* [Requirements]:
Copy out the lines below word for word, but leave out the picture.
— START Excerpted records —
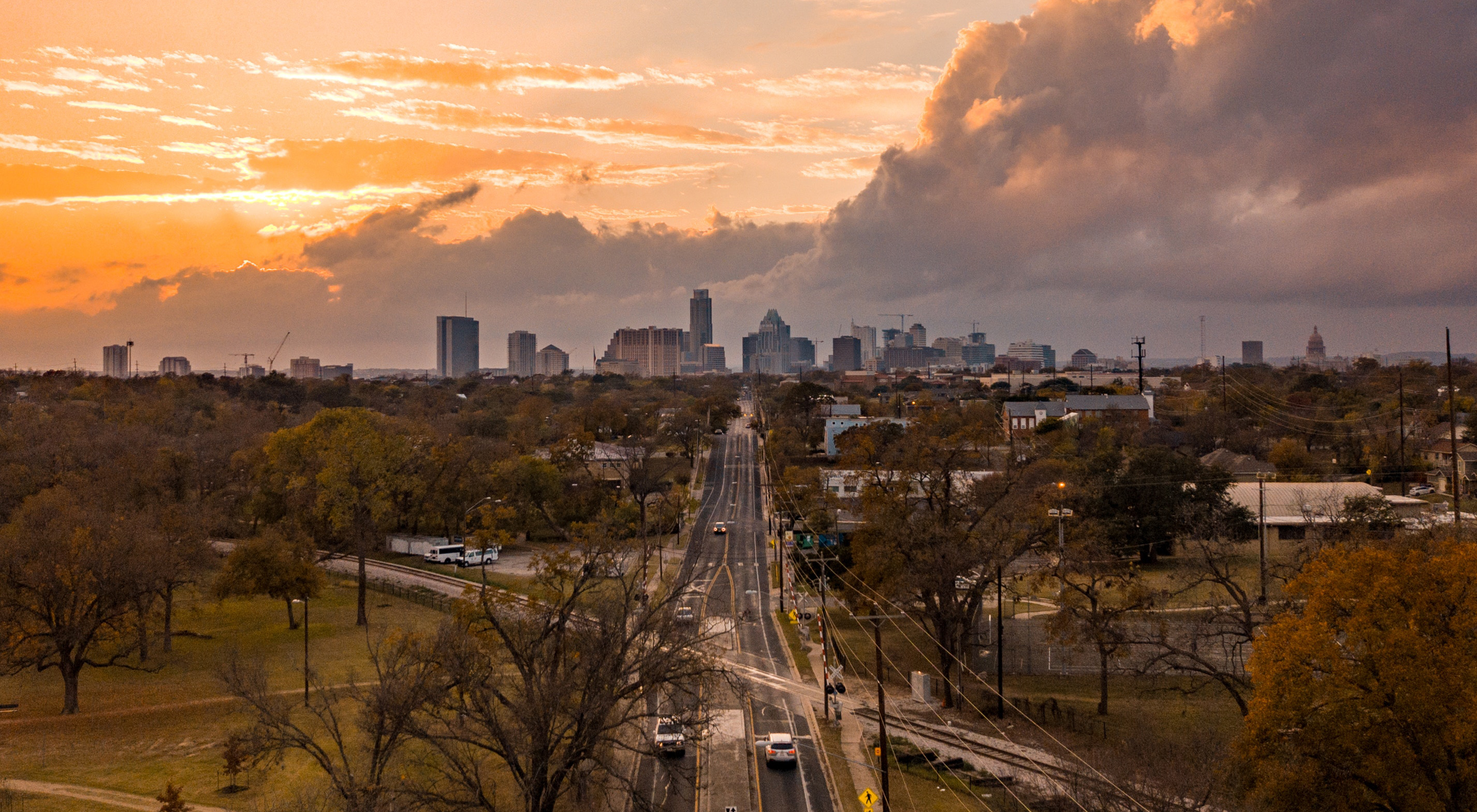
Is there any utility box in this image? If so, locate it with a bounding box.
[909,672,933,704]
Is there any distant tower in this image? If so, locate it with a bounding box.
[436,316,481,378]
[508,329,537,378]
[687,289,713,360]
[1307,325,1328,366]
— END Excerpted records —
* [Response]:
Is there any utility box in this image? If so, locate it with a bounding box.
[909,672,933,704]
Is there any distant tower in this image? If so, locate it with a bounding box.
[436,316,481,378]
[508,329,537,378]
[687,289,713,360]
[1307,325,1328,366]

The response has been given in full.